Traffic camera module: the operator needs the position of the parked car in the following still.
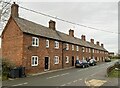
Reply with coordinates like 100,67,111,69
75,60,89,68
88,59,97,66
105,58,111,62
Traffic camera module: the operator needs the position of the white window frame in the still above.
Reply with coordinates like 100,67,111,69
66,43,69,50
76,46,79,51
54,56,59,64
83,56,85,60
55,41,59,49
76,56,79,60
32,37,39,47
46,39,49,48
89,48,91,53
86,48,88,52
82,47,85,52
31,56,38,66
65,56,69,63
93,49,95,53
72,45,74,50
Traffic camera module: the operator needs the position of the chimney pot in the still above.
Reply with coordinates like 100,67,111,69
101,44,104,47
90,39,94,44
69,29,74,37
11,2,19,17
49,20,56,30
96,41,99,46
81,35,86,41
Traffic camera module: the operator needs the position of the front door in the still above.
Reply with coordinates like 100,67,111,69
45,57,49,69
72,56,74,66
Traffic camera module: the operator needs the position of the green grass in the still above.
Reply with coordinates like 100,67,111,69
108,69,120,78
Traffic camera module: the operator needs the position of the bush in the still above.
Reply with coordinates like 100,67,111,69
107,62,120,75
2,58,15,80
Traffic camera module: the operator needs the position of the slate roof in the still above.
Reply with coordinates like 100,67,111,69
14,17,107,51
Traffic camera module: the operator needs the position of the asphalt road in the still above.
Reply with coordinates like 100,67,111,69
2,60,118,87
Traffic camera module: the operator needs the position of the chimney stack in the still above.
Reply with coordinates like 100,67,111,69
11,2,19,17
49,20,56,30
96,41,99,46
81,35,86,41
90,39,94,44
101,44,104,47
69,29,74,37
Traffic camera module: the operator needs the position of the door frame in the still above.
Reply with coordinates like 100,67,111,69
44,56,50,71
72,56,75,66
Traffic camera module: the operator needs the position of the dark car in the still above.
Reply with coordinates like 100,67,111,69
75,60,89,68
88,59,97,66
105,58,111,62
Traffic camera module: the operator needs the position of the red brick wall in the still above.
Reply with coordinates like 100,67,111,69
2,19,23,66
2,19,108,73
23,34,62,73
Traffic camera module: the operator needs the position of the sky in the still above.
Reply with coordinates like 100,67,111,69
0,0,118,53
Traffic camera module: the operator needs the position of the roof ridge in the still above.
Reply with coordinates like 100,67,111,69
14,17,106,50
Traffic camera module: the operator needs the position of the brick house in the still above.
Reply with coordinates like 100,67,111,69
2,3,108,73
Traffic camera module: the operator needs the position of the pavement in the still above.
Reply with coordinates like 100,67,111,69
2,60,119,88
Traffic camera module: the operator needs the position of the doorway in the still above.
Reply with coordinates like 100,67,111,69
45,57,49,70
72,56,74,66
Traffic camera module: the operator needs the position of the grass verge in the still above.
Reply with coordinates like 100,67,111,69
108,69,120,78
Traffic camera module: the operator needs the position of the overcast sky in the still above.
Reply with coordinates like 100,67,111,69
0,0,118,52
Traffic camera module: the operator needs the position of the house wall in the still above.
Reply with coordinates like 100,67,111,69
2,18,23,66
23,34,62,73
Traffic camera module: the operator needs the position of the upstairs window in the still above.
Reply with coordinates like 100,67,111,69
31,56,38,66
46,39,49,48
72,45,74,50
66,44,69,50
55,41,59,49
32,37,39,46
76,46,79,51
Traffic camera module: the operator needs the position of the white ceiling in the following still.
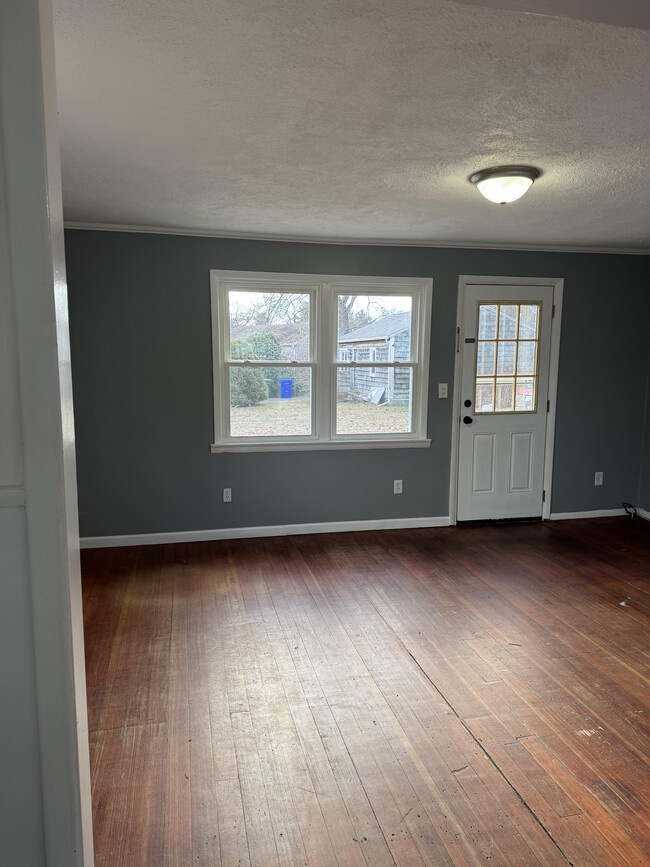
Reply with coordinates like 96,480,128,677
54,0,650,251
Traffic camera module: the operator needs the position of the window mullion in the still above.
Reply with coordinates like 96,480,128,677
313,283,334,440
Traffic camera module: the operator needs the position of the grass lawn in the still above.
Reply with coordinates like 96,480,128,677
230,397,409,437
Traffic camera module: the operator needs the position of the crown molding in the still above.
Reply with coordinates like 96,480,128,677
65,220,650,256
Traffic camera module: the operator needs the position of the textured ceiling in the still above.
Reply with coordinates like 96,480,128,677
54,0,650,250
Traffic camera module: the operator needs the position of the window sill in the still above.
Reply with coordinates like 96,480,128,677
210,439,431,455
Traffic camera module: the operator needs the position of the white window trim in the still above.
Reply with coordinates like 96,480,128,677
210,270,433,454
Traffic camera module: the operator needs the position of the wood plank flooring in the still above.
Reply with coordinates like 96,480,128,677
83,518,650,867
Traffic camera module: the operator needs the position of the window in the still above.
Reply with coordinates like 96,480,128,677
476,303,541,413
211,271,432,452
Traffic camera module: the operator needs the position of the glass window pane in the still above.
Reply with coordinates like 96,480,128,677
517,340,537,374
336,367,413,434
476,340,496,376
230,366,311,437
497,340,517,374
337,295,413,362
474,379,494,412
515,376,537,412
519,304,539,340
496,379,515,412
499,304,517,340
228,290,310,361
478,304,497,340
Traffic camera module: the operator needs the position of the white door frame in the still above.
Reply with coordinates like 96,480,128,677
449,274,564,524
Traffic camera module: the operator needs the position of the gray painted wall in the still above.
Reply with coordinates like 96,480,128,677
66,230,650,536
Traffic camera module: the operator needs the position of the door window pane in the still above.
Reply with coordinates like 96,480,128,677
517,340,537,374
478,304,498,340
515,376,537,412
475,302,541,413
230,365,311,437
496,379,515,412
476,379,494,412
499,304,519,340
497,340,517,373
519,304,539,340
476,340,495,376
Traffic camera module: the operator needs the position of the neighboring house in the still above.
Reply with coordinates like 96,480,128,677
338,312,411,404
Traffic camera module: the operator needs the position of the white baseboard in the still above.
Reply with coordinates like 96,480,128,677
80,515,449,548
549,509,627,521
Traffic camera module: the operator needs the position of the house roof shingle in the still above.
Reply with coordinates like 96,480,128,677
339,311,411,343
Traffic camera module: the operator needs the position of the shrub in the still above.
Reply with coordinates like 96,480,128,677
230,339,269,406
247,331,283,397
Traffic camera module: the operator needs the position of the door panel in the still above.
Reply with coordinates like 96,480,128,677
457,284,553,521
509,431,535,491
472,434,496,494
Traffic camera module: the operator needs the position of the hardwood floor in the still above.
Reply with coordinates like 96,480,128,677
83,518,650,867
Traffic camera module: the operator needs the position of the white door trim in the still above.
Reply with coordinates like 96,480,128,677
449,274,564,524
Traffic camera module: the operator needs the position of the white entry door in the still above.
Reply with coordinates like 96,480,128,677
456,282,555,521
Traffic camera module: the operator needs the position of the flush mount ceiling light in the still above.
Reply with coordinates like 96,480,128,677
469,166,541,205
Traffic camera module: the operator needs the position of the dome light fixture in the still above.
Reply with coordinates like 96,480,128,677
469,166,541,205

やること: 「ceiling in the following still.」を含む行から「313,283,334,440」を含む行までのレコードだけを、依頼文も含めて書き直してください。その際、回答に書かれた座標の数値にはすべて127を足し、画像は回答に入れないこと。

記述回答:
Traffic camera module: the operator needs the position of the white ceiling in the following still.
Reply with coordinates like 96,480,128,677
181,127,777,378
Traffic camera module: the operator needs the position of the window mullion in the still above.
Reply with coordinates like 96,480,128,677
440,410,461,567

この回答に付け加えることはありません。